# Air wire Question



## denray (Jan 5, 2008)

I have a T9000 i am installing into a rail bus (goose) I have an Ogaaa horn that works off a reed switch, I would like to work the horn if possible from a button. Does anybody know if I can remove the reed switch and hook the two wires on any of the 1-8 screws to where I can push a button and it would create a Normally Open switch to close while the button is pushed down? 
Thanks Dennis


----------



## Stan Cedarleaf (Jan 2, 2008)

Dennis...... Which sound system are you using?????


----------



## denray (Jan 5, 2008)

Stan
it is just the simple RAM it powers off the battery, I just need a way to trigger it
Thanks Dennis


----------



## Stan Cedarleaf (Jan 2, 2008)

Hmmmmmmmmm........ Not sure about that one, Dennis. I wondering if you would need to use a TF-4 auxiliary module to trigger it. If it's now being triggered by a reed switch, the 2 wires coming from reed switch and going to the RAM sound could be tapped into and connected to the TF-4. I think the TF-4 would need to be connected to the DCC output of the Airwire decoder and programmed to work. I'm not sure about this. Maybe Greg will chime in here with a solution. 

TF-4 link


----------



## denray (Jan 5, 2008)

all it needs to be is just a circut that goes from open to closed, no power needs to come from the air wire reciever 
Dennis


----------



## Bill Swindell (Jan 2, 2008)

If you are using the new G2 receiver, I believe you can hook the sound card input directly to one of the Aux outputs and remap the output to F2 which is a momentary button. You might have ot put an opto-isolator between the receiver and the RAM sound chip.


----------



## John J (Dec 29, 2007)

◆ **Exercise task 1**
List every distinct username that appears in a post heading in the Airwire horn thread.
◆ **Exercise task 2**
Write the next part of the Airwire horn thread, picking up after its last line.
The rows come from a different source than the forum thread.

◆ **Records provided**
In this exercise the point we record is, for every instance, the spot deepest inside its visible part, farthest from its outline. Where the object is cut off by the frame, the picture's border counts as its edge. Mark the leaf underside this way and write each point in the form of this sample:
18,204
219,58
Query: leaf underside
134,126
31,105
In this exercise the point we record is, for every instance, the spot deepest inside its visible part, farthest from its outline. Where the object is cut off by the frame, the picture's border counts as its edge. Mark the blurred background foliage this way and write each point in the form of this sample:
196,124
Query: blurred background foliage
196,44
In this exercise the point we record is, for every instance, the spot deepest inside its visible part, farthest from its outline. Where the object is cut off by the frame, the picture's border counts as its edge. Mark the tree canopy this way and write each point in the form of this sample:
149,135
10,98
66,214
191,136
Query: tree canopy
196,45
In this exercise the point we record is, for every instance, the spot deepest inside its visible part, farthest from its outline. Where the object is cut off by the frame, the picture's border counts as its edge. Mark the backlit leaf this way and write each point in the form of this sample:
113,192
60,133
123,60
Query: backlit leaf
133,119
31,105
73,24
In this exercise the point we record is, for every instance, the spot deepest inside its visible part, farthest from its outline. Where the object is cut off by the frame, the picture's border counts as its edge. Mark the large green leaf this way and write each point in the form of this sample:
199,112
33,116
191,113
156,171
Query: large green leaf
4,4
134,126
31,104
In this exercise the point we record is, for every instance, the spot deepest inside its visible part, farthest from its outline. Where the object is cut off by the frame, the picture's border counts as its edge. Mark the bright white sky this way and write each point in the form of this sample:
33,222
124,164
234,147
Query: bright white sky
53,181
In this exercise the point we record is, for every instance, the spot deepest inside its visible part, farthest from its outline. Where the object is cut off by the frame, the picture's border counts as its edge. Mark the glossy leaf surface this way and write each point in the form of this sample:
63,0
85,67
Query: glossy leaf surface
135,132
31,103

--

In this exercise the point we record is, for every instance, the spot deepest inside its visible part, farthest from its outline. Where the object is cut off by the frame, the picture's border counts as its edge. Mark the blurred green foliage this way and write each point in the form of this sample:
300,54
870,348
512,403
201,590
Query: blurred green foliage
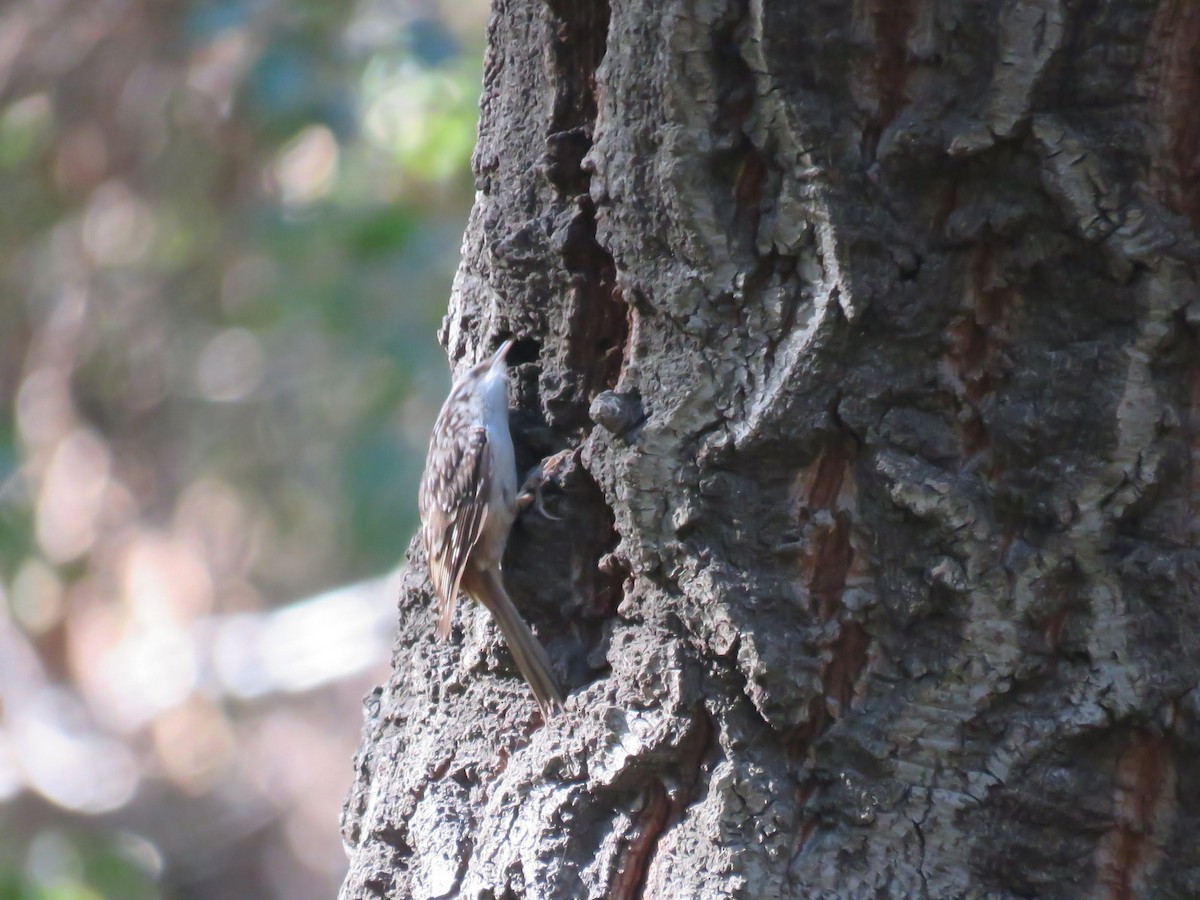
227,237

◆ **Result 1**
denray, Stan Cedarleaf, Bill Swindell, John J

◆ **Result 2**
I asked the same question in the sound card department

Here is the answer I got 

http://www.mylargescale.com/Communi...fault.aspx


----------



## Greg Elmassian (Jan 3, 2008)

Both answers will work. 

Which receiver do you have right now? 

Regards, Greg 

(I use the FL-4 decoders)


----------



## denray (Jan 5, 2008)

Greg 
900 AWD10SS-2530 Reciever 
Dennis


----------



## Greg Elmassian (Jan 3, 2008)

Then the suggestion to use an external function decoder connected to TM4 terminals 4 and 5 is your best bet. 

You can get 4 function decoders for about $15..., you probably will be able to hook your sound trigger (if it triggers to ground) directly to one of the function decoder "outputs" and then program it to work on a particular function button. 

You need a DCC buddy, or you need to learn some basic DCC programming... 

Someone might give you the command, probably only one CV needs to be set. 

Regards, Greg


----------



## denray (Jan 5, 2008)

Well Crap something that sounds easy Never Is. Airwire needs to create a circut for something like this. I know nobody that knows DCC, I know just enough about electronics to be dangerous, just the basics. 
So I think magnets on the track will work, Thanks guys, I appreciate your help. 
Dennis


----------



## Greg Elmassian (Jan 3, 2008)

Well, to their credit, they did create the new version with the feature you need. 

The function decoder is no big deal, but if you have never programmed CV's or added a DCC decoder to your Airwire, the biggest hurdle will be wrapping your head around what is going on. 

Once you "get it", it's really quite simple. 

Regards, Greg


----------



## Paul Burch (Jan 2, 2008)

Dennis,
Are you using the smoke output on the Airwire decoder? That is assigned to function 6. A basic on/off function. Take a look at your manual. If you are not using it you could use that to drive a small relay and the contacts on the relay to replace the reed switch. You would have to turn it on and then off for each horn sequence. Basic but should work.


----------



## K27_463 (Jan 2, 2008)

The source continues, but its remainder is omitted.